Problemas y tareas:
1. Reproduce una parte del fragmento sobre la bomba lacrimógena. Empieza en las palabras que contienen "- Como familia" y termina después de "El plan continuaba.".
2. Contesta según el fragmento sobre la bomba lacrimógena:
(a) ¿Qué disparaba el policía en el nuevo video, y en qué dirección?
(b) ¿Qué dijo un general que no es una lacrimógena?
(c) ¿Ante quién dice la hermana de la víctima que va la familia?
3. Sigue escribiendo el fragmento sobre la bomba lacrimógena a partir de su última oración.

Fragmento de origen:
==================================================

Pero aún le faltaba morir más al muerto. Apareció un nuevo video donde se veía a un policía disparando una bomba lacrimógena horizontalmente contra el fallecido, impactando en este. Esta última evidencia, si bien sujeta a la investigación de rigor, tenía la contundencia análoga al objeto que le causaría la muerte. Era un disparo ilegal y contra el propio reglamento policial.

Esa enésima muerte siguió generando más muertes. Bala o lacrimógena era lo mismo; ni bala ni bomba, fue piedra, continuaban atrincheradas las tribus. Una lacrimógena no es un elemento contundente duro, dijo un general. Con admirable aplomo la hermana de la víctima eligió el camino más difícil en este laberinto mortal, la sensatez:

- Como familia no estamos yendo ante la Policía Nacional del Perú, sino ante el efectivo que hizo este desatinado movimiento.

Esto le quitó renta política a la tragedia. Aunque para los intereses de quienes apuestan por la violencia daba igual. Los muertos son números que inclinan la cancha. El plan continuaba.

==================================================

Material proporcionado:

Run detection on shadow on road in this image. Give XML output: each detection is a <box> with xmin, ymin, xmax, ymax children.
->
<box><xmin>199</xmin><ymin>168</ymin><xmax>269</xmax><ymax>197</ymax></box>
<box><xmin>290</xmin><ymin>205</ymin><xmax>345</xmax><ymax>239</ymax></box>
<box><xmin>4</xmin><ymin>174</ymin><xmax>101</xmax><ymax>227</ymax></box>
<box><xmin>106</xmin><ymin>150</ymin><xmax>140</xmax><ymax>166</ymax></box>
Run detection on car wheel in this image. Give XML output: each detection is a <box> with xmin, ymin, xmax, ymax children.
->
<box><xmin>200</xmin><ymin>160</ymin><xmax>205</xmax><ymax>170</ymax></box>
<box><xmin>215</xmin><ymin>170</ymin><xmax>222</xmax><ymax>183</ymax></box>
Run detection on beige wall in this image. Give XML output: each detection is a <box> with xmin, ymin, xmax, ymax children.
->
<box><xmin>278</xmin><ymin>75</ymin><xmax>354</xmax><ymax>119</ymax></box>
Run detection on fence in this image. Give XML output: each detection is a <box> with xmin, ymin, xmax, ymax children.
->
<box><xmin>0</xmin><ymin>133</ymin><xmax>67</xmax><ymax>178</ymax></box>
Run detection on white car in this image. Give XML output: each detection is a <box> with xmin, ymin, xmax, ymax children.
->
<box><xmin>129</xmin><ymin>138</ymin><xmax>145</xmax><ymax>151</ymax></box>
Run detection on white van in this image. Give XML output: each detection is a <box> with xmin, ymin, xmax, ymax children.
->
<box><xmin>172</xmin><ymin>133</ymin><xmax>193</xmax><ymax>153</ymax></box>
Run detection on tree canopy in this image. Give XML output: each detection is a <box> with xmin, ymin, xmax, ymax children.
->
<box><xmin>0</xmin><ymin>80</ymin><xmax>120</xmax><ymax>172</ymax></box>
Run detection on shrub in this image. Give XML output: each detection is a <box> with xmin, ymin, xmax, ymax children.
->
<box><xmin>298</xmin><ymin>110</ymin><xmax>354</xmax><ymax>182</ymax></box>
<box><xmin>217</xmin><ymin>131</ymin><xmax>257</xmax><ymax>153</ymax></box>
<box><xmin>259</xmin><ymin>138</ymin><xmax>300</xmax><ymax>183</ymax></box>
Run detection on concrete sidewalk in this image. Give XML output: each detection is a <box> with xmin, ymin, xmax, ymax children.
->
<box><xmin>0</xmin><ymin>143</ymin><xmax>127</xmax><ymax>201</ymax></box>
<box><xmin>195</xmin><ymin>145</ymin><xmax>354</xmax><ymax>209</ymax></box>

==================================================

Respuestas del ejercicio:
1.
- Como familia no estamos yendo ante la Policía Nacional del Perú, sino ante el efectivo que hizo este desatinado movimiento.

Esto le quitó renta política a la tragedia. Aunque para los intereses de quienes apuestan por la violencia daba igual. Los muertos son números que inclinan la cancha. El plan continuaba.

2.
(a) Una bomba lacrimógena, disparada horizontalmente.
(b) Un elemento contundente duro.
(c) Ante el efectivo que hizo ese desatinado movimiento, no ante la Policía Nacional del Perú.

3.
Cuando ya el múltiplemente fallecido empezaba a salir del ciclo del aprovechamiento político, llegó la hora de tomar el aeropuerto Jorge Chávez. O como lo diría la condescendiente versión afín, manifestarse pacíficamente en las inmediaciones del terminal aéreo (sic). No tomaron en cuenta que por ahí hay zonas donde ni la policía entra. Tampoco evaluaron el temperamento chalaco, que deja como cortesano el hostil ecosistema de las redes sociales.

Contundentes mentadas de madre canalizaron el hartazgo de una mayoría silenciosa, esta vez más locuaz. Hasta un semiólogo policial podría leer el entrelineas de cada fuera conchatumadre contra los manifestantes: una causa chatarra no merece la vida de nadie. Esta misma figura de resistencia cívica hastiada y achorada se empezó a replicar en Cusco desde el día siguiente. Era una respuesta primaria y límite a la inoperancia del congreso y de la presidenta, cómplices en esta tragedia.

Por ahora son solo mentadas de madre, pero la muerte es golosa y no piensa.